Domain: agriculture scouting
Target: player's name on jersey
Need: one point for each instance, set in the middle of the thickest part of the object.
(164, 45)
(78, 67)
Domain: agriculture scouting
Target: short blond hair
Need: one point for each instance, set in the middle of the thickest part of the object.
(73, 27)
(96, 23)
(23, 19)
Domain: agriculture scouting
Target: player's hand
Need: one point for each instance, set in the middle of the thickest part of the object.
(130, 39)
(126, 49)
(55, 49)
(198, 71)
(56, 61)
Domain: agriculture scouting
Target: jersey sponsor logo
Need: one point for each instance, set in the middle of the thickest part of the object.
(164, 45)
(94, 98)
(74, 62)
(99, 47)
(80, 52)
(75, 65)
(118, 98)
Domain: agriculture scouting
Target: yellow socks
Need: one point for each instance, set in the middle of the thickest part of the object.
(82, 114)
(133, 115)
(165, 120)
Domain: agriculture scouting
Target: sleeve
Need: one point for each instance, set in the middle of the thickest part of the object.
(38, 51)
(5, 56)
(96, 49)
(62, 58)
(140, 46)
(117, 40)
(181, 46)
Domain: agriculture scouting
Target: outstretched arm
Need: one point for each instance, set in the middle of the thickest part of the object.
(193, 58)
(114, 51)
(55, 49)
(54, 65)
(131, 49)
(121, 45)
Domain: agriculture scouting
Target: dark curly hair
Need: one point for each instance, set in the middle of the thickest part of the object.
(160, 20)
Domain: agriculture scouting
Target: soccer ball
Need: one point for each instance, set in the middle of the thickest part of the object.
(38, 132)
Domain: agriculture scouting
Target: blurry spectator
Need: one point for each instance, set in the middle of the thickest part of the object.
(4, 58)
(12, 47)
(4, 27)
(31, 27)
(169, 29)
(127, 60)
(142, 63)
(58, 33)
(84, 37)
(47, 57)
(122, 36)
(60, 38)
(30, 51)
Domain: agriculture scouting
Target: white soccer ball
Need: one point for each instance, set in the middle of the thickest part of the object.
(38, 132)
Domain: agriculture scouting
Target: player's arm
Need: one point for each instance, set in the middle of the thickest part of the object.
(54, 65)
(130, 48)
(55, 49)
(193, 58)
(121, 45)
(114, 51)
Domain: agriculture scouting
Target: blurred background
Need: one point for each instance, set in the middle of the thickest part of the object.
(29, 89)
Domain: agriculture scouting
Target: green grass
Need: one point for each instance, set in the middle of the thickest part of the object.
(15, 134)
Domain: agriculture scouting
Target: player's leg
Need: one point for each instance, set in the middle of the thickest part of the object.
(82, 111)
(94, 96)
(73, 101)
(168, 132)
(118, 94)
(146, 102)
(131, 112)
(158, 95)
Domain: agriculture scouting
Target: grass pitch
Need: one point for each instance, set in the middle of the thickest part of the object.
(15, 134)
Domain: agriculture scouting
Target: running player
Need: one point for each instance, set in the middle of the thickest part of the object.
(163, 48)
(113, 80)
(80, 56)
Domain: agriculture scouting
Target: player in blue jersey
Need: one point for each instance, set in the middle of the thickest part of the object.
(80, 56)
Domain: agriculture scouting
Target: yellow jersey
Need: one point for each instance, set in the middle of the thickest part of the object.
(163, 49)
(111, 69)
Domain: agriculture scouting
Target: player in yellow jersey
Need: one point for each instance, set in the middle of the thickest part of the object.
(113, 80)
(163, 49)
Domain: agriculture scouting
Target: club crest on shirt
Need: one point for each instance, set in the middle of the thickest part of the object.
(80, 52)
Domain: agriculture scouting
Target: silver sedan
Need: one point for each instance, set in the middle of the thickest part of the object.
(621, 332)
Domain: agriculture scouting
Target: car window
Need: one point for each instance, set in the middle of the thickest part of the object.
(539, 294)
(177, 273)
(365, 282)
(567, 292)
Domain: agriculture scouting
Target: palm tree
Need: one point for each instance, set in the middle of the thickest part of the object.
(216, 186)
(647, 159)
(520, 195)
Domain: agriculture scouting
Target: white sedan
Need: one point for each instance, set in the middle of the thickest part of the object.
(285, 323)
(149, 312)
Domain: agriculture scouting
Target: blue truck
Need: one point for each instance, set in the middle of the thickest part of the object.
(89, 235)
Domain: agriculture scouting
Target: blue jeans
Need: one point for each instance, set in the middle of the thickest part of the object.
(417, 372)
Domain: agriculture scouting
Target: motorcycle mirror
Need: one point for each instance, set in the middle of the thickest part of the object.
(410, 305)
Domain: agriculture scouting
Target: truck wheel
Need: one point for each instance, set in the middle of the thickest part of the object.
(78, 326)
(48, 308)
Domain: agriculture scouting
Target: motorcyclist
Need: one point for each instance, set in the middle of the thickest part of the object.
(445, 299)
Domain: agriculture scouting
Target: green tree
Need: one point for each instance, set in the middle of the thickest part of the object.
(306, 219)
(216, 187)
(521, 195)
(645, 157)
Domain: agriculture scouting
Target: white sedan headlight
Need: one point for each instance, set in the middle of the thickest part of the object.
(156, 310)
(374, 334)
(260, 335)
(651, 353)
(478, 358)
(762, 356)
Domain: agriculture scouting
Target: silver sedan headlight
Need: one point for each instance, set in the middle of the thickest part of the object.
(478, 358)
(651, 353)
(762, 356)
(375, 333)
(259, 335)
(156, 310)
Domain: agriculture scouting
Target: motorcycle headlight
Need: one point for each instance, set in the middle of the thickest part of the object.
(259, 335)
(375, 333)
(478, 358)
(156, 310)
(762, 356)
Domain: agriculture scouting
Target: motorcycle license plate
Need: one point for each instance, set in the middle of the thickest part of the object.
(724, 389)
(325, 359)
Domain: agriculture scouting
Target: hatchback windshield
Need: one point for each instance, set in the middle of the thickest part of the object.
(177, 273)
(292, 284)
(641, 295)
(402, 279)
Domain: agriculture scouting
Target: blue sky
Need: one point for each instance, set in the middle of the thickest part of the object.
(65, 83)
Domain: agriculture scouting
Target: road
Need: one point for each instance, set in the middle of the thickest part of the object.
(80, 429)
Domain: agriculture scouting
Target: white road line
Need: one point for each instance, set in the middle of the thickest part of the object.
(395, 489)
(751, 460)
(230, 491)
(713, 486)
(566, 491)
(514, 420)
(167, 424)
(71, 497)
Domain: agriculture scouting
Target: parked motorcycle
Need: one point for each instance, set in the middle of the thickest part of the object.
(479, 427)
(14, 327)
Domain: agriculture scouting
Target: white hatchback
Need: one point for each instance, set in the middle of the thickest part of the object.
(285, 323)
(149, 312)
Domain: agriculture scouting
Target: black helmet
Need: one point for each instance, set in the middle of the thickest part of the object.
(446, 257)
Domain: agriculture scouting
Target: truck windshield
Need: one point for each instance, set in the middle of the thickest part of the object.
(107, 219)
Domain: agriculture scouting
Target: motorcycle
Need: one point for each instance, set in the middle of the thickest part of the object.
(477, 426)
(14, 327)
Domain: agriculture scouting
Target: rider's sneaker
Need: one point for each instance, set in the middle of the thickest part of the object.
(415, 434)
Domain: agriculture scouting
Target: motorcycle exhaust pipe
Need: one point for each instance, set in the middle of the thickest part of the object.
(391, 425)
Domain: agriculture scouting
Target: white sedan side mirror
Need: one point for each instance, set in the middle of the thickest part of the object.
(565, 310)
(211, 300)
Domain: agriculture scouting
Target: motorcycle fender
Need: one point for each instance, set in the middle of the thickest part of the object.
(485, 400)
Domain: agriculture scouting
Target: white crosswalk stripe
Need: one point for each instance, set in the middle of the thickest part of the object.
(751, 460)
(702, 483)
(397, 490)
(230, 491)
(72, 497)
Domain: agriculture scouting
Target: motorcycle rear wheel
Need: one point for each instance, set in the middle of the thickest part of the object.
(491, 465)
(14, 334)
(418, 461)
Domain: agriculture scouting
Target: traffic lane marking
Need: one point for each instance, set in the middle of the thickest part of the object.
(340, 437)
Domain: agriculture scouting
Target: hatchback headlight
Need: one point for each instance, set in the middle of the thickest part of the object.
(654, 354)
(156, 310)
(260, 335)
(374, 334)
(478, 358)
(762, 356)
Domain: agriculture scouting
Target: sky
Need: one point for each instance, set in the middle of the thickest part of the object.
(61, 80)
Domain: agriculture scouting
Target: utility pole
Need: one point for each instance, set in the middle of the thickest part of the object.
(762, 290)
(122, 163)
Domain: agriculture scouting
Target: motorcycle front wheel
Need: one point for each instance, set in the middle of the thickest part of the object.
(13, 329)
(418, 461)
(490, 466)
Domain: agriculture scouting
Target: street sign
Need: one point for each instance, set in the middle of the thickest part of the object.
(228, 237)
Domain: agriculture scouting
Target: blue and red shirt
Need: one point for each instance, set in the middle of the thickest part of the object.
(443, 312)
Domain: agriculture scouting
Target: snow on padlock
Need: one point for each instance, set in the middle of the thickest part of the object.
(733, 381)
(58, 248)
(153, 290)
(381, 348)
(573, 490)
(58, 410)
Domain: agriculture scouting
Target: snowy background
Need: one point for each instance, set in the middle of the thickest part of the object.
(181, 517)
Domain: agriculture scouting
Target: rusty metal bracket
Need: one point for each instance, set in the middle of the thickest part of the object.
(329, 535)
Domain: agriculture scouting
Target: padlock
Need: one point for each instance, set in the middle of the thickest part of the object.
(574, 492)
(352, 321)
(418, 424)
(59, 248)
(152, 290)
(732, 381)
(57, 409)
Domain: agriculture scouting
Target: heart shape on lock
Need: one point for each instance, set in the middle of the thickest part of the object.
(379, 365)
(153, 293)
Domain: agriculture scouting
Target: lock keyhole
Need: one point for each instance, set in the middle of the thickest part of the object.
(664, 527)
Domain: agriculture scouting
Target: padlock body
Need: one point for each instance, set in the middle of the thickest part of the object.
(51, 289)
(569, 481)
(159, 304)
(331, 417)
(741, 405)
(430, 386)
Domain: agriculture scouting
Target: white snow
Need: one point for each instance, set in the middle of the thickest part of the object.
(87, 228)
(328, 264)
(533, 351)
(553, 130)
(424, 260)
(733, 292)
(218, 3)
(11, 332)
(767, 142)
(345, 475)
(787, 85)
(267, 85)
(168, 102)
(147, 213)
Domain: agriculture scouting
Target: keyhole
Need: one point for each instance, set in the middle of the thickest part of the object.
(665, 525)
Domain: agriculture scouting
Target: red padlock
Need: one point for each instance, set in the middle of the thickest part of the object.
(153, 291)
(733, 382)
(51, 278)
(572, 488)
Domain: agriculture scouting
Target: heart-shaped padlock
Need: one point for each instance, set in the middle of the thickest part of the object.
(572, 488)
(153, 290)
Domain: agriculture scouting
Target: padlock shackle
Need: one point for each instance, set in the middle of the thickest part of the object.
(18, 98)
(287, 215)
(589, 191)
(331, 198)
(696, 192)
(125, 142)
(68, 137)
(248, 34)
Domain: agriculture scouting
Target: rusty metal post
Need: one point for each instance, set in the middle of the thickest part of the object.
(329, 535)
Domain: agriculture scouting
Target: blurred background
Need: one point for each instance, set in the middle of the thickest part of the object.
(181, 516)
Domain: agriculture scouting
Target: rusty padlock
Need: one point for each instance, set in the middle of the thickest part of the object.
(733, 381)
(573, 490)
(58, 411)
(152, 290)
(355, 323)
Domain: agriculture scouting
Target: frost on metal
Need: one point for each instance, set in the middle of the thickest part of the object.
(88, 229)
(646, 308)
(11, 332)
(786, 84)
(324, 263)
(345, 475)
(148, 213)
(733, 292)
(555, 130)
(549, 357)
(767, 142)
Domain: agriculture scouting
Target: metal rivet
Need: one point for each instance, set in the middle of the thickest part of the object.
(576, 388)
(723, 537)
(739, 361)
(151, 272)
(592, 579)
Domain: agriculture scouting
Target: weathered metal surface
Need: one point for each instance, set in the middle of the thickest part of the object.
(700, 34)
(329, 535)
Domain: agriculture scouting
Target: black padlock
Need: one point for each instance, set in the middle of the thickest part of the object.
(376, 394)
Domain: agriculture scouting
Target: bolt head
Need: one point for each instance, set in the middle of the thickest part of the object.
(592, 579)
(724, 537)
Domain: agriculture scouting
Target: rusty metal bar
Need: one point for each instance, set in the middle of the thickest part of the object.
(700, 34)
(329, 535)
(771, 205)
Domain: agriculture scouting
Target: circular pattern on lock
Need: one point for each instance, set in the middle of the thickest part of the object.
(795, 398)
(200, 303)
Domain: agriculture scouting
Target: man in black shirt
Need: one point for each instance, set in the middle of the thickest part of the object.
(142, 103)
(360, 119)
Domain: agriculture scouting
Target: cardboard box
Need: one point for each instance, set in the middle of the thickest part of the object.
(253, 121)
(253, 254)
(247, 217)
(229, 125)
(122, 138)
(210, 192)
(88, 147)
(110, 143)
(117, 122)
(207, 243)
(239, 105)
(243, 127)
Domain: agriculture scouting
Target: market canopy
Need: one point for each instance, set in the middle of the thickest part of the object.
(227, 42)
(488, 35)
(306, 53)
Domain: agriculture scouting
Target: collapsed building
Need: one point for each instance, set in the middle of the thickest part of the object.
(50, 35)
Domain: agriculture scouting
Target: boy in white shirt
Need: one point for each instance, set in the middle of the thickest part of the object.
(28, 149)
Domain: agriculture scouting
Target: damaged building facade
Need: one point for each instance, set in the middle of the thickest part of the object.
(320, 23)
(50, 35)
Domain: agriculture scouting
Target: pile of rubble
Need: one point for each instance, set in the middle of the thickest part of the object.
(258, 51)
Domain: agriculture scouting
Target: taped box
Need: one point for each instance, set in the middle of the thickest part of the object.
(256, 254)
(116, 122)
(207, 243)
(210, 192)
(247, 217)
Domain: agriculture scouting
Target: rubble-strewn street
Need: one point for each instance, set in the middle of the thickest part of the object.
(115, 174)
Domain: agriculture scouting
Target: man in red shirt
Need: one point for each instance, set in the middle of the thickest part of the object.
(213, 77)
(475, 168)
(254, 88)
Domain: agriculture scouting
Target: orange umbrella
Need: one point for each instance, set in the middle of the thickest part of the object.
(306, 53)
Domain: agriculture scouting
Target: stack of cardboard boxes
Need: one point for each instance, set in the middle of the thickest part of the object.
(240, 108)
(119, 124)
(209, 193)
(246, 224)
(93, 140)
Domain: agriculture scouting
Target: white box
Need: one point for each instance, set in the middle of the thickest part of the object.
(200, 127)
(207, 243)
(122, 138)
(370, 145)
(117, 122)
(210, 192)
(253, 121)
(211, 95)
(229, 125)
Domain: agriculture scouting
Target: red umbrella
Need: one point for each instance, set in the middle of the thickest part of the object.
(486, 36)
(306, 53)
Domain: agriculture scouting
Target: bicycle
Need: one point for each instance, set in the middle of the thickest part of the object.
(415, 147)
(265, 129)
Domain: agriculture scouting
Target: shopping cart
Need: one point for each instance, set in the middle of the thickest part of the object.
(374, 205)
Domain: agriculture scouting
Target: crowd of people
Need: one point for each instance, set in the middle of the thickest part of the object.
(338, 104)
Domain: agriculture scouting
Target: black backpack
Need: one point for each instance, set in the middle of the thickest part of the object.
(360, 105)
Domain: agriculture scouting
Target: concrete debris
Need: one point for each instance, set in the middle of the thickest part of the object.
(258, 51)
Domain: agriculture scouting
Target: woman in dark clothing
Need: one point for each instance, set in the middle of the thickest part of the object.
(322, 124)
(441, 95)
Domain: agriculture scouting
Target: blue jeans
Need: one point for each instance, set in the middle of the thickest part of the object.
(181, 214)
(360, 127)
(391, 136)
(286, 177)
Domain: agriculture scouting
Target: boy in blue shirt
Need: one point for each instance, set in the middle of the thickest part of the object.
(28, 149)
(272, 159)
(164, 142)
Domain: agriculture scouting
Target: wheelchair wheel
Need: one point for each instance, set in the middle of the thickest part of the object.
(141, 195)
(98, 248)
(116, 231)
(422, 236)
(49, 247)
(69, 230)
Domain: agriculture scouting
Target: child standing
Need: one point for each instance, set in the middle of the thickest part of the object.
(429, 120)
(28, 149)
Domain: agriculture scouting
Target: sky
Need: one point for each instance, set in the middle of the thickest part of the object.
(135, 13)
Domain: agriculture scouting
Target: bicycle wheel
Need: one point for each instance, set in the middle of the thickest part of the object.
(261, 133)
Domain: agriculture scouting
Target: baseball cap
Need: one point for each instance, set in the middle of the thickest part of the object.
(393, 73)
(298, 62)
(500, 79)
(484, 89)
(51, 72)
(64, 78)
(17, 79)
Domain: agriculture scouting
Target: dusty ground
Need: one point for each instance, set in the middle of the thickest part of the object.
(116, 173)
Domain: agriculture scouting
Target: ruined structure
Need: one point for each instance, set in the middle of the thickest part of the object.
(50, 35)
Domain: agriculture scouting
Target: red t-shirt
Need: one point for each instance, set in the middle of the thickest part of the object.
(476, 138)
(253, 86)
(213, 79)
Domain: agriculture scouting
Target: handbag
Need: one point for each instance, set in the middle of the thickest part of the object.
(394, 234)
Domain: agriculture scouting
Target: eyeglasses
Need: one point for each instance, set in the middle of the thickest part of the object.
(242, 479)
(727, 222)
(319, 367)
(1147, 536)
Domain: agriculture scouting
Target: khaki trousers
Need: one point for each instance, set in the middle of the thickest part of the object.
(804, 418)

******************************

Do this - Which lines in the entries above contain the string "wheel"? Pull out each one and copy it in full.

Complete output -
Target: truck wheel
Target: motorcycle rear wheel
Target: motorcycle front wheel
Target: wheelchair wheel
Target: bicycle wheel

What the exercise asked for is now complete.